### WHAT YOU NEED TO DO
Search the records below for "coordinates"; copy each line that has it.

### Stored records
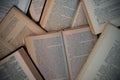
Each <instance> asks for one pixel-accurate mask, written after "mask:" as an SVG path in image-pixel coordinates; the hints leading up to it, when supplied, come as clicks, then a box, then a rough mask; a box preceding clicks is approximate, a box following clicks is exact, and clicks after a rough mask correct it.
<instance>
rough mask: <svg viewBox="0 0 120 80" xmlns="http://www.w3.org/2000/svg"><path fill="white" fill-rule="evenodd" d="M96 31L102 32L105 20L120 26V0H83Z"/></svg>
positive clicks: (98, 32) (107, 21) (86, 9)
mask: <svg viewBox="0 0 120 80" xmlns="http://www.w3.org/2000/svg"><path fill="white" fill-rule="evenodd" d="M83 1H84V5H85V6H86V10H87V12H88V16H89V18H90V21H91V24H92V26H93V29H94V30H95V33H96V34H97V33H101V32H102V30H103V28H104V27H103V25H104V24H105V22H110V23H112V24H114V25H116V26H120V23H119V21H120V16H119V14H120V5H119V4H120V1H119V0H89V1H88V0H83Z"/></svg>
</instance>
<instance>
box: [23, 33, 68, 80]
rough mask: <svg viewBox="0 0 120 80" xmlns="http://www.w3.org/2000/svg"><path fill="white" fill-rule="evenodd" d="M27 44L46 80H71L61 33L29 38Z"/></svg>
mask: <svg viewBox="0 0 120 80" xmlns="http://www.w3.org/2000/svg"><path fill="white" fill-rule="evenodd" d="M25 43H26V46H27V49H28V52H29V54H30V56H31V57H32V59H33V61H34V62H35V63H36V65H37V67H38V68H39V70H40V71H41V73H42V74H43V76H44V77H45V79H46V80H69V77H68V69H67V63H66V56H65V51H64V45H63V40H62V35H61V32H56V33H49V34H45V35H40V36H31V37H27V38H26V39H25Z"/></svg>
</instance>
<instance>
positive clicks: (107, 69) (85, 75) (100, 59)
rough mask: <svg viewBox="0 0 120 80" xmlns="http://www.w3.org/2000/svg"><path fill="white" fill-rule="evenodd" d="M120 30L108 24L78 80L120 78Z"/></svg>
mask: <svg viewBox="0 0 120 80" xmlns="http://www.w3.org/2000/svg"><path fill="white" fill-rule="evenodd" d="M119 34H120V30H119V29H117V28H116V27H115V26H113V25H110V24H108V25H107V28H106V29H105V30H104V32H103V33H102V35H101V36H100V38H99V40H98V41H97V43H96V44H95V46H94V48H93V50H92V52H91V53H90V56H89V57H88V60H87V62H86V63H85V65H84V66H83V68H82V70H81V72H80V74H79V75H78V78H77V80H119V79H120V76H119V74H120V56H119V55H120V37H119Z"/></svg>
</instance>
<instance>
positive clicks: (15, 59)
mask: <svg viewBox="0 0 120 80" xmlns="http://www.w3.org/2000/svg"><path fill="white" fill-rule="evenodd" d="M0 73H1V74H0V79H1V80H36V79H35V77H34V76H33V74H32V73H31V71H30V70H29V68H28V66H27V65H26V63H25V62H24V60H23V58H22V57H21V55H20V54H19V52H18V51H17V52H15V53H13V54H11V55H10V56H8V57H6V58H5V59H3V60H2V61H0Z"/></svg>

---

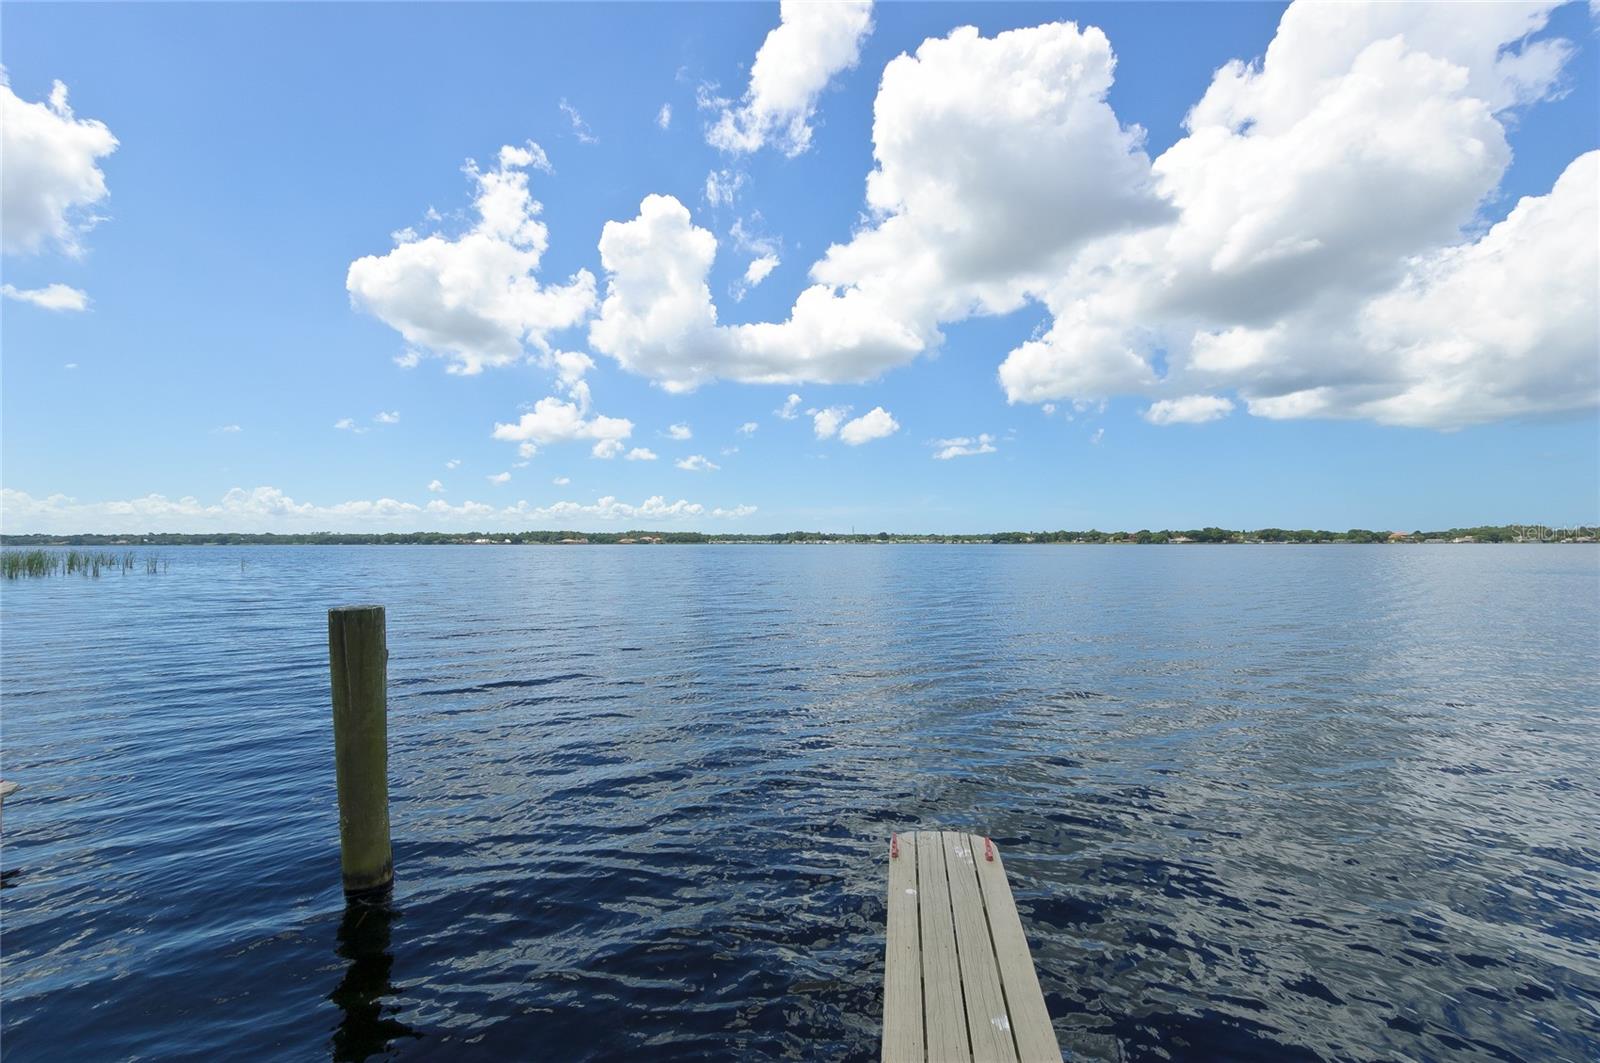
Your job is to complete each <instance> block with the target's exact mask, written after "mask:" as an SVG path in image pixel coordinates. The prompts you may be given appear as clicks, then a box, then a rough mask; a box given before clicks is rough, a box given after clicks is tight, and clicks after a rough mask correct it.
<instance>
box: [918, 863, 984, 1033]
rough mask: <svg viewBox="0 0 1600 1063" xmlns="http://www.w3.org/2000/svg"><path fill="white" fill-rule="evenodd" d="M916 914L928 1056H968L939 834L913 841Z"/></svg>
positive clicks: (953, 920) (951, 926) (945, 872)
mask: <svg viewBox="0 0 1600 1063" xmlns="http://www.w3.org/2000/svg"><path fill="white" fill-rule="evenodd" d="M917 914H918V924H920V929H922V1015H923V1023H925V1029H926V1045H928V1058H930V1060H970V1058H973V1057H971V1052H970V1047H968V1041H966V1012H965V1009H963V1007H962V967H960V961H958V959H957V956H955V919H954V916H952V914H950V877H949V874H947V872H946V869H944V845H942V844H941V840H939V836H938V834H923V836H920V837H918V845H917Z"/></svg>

==

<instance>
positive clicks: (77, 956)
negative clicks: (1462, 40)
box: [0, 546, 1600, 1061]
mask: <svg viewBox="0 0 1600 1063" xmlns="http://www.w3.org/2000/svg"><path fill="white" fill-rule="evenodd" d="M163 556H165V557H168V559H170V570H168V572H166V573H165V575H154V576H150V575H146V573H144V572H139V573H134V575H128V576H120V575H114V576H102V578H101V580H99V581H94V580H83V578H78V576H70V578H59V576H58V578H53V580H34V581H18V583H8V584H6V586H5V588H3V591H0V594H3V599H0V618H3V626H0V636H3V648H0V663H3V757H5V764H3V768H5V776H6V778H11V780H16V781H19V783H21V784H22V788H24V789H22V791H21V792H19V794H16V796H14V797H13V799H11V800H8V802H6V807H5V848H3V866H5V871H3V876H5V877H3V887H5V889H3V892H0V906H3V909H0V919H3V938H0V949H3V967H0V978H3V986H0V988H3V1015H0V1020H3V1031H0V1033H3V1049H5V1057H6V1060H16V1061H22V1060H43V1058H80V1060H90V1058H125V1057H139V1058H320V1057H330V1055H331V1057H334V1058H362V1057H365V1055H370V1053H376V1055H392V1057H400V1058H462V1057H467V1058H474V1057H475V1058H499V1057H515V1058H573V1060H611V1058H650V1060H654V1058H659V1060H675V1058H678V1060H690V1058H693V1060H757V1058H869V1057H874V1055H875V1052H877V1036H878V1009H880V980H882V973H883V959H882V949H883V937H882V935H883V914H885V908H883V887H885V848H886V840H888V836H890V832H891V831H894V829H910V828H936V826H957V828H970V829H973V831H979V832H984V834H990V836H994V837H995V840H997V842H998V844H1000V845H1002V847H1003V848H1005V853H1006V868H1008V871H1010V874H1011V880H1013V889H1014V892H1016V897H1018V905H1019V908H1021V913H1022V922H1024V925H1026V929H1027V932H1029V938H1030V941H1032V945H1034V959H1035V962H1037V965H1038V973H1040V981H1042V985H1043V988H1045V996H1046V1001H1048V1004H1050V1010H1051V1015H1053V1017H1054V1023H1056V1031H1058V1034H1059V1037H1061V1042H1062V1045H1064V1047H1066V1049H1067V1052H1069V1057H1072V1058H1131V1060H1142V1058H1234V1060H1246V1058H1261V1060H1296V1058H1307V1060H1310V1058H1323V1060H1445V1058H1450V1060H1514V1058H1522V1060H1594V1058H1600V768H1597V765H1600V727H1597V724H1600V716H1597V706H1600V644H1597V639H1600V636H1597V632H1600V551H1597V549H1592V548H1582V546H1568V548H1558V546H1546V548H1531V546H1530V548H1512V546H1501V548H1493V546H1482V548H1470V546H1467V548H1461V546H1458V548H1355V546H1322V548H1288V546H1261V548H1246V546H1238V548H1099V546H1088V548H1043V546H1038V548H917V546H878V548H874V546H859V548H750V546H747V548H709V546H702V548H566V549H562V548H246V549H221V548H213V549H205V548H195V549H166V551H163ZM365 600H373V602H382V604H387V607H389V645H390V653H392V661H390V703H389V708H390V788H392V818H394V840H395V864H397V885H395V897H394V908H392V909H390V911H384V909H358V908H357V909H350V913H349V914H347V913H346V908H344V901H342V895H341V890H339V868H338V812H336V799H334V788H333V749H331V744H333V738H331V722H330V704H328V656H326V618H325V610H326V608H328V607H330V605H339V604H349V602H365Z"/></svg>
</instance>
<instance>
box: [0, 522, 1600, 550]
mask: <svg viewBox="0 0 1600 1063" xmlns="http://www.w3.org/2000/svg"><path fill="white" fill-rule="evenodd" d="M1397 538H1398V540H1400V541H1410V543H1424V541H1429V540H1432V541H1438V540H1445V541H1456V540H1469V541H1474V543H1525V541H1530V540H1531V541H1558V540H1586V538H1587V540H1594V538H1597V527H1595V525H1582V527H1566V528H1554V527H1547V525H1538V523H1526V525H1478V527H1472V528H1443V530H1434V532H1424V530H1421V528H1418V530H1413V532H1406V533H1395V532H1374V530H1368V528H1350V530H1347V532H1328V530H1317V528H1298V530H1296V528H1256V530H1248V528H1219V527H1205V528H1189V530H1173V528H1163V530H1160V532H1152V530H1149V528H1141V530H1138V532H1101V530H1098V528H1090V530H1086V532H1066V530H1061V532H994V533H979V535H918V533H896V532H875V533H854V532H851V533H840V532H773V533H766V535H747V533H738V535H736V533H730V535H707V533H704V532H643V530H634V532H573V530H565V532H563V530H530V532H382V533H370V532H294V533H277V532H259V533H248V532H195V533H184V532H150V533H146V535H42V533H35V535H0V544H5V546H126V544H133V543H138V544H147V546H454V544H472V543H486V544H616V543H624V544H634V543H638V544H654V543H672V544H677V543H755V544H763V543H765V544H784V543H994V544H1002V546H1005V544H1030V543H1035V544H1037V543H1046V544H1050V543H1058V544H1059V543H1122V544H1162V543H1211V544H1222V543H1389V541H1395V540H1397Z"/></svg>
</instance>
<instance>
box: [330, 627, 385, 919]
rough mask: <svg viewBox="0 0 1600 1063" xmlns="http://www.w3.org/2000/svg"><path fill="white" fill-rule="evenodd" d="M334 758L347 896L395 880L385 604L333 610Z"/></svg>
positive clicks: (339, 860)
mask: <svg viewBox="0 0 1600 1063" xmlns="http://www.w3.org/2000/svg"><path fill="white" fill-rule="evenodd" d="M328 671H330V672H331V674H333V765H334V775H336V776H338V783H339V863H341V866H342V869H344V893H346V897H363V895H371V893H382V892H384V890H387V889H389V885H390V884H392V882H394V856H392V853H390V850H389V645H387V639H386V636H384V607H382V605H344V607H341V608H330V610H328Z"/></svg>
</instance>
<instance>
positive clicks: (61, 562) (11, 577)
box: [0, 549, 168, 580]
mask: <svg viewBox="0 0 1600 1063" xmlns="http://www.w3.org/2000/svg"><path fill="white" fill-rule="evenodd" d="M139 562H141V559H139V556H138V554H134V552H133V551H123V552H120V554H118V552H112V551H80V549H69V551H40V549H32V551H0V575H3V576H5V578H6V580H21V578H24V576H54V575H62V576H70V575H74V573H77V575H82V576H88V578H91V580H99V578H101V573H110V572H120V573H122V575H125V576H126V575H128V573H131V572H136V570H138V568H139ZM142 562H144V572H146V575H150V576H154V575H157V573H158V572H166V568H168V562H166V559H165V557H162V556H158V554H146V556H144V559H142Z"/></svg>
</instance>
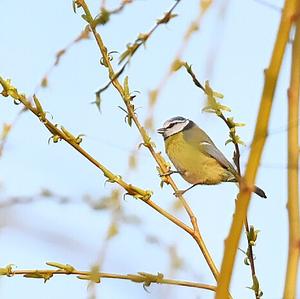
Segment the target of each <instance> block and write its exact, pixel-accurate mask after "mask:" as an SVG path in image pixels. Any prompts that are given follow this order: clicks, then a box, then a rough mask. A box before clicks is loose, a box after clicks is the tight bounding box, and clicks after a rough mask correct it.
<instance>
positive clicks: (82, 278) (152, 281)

### THE ANSWER
Each <instance> asks for one pixel-accurate mask, written after "mask:" as an SVG path in image-pixel coordinates; the hints leading up to it, when supplied, come as clicks, then a box, then a rough mask; a box preceding clicks is approximate, a box following clicks is exact, and clicks after a rough mask correct it.
Your job is to complete each <instance> block with the target's exact mask, written after "mask:" as an SVG path in image pixel coordinates. The prompts you may be given appear as clicks, then a box, then a rough mask; a box given before clicks is rough, a box given after clicks is tight, and clicks after a rough mask correct it.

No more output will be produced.